Imprima, do artigo sobre novas estratégias para o Brasil, o trecho que se abre com as palavras "Processos semelhantes ao" e se fecha com "início do atual.", sem mudar nada.

> [TRECHO DO TEXTO]
----

Novas estratégias: Reflexões sobre os quadros mundial e brasileiro para definição de novas estratégias política e de desenvolvimento para o Brasil, a partir de 2011

* César Francisco Alves

ARTIGO

A definição de novas estratégias política e de desenvolvimento para o período posterior ao término do segundo governo Lula exige, necessariamente, uma análise dos quadros atuais mundial e brasileiro resultantes, em grande parte, da crise do neoliberalismo nas economias centrais, sobretudo na dos Estados Unidos, e dos seus reflexos nas demais, especialmente na brasileira. Esta visão é compartilhada pelo Deputado João Herrmann (PDT/SP), que juntamente com seu colega de Partido, da Bahia, Severiano Alves, lideram agora a Comissão de Relações Exteriores e de Defesa Nacional da Câmara dos Deputados, nos cargos de, respectivamente, 1º Vice-Presidente e Presidente.

A superação da citada crise, que ainda está longe de ocorrer e que, nas estimativas mais realistas, só deverá se concretizar a partir de 2011 (ano que, no Brasil, corresponderá ao primeiro de um novo governo brasileiro), depende, evidentemente, de decisões políticas e empresariais internas e externas.

Há dúvidas, mesmo após a adoção das primeiras medidas do governo Obama, quanto à eficácia delas para a reversão da crise da principal economia neoliberal, cuja causa básica foi a expansão excessiva do crédito para financiar o consumo de imóveis e de outros bens duráveis, por causa da redução da renda interna. A alta inadimplência e a falta de capital para manter o financiamento do consumismo e do enriquecimento fácil provocaram a quebra de instituições financeiras e/ou sua absorção por outras, assim como o aporte de recursos públicos em níveis jamais vistos, nos Estados Unidos, para tentar salvá-las, assim como às empresas de outros setores (imobiliário, automobilístico etc.). 

A crise norte-americana resultou, entre outros fatos principais, dos investimentos externos do setor industrial em países de custos baixos, dentro do processo de globalização econômica, para maximizar a produção, a produtividade e o lucro, sem a contrapartida da criação de emprego nos Estados Unidos, sendo que o financiamento ao consumo foi a alternativa adotada para ampliar a produção interna e a importação de bens de consumo.
Processos semelhantes ao norte-americano ocorreram em outros países e regiões, inclusive no Brasil, no Mercosul e na América Latina, onde as principais empresas privadas e públicas também investiram somas expressivas de recursos para aumentar sua inserção no mercado mundial. 

Se, por um lado, houve ganhos econômicos e políticos para o Brasil – inclusive quanto à sua presença em organizações multilaterais e no cenário internacional - resultantes desse processo, por outro lado, ocorreu o agravamento do quadro social, devido às taxas de crescimento econômico mais baixas relativamente aquelas de outros países, entre o final do século XX e o início do atual.

----

> [MATERIAL FORNECIDO]
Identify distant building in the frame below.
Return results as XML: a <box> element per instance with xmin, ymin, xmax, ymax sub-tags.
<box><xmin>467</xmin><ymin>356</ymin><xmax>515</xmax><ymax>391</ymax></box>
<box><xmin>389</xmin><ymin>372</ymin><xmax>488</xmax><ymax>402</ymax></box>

----

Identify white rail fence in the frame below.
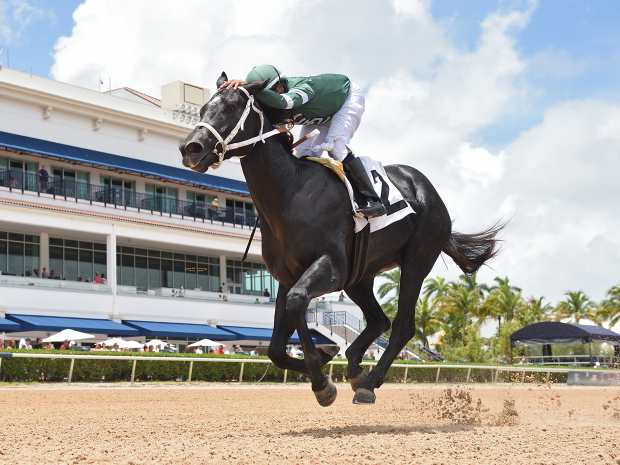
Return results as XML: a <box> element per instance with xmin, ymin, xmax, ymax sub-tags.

----

> [EXERCÍCIO RESOLVIDO]
Processos semelhantes ao norte-americano ocorreram em outros países e regiões, inclusive no Brasil, no Mercosul e na América Latina, onde as principais empresas privadas e públicas também investiram somas expressivas de recursos para aumentar sua inserção no mercado mundial. 

Se, por um lado, houve ganhos econômicos e políticos para o Brasil – inclusive quanto à sua presença em organizações multilaterais e no cenário internacional - resultantes desse processo, por outro lado, ocorreu o agravamento do quadro social, devido às taxas de crescimento econômico mais baixas relativamente aquelas de outros países, entre o final do século XX e o início do atual.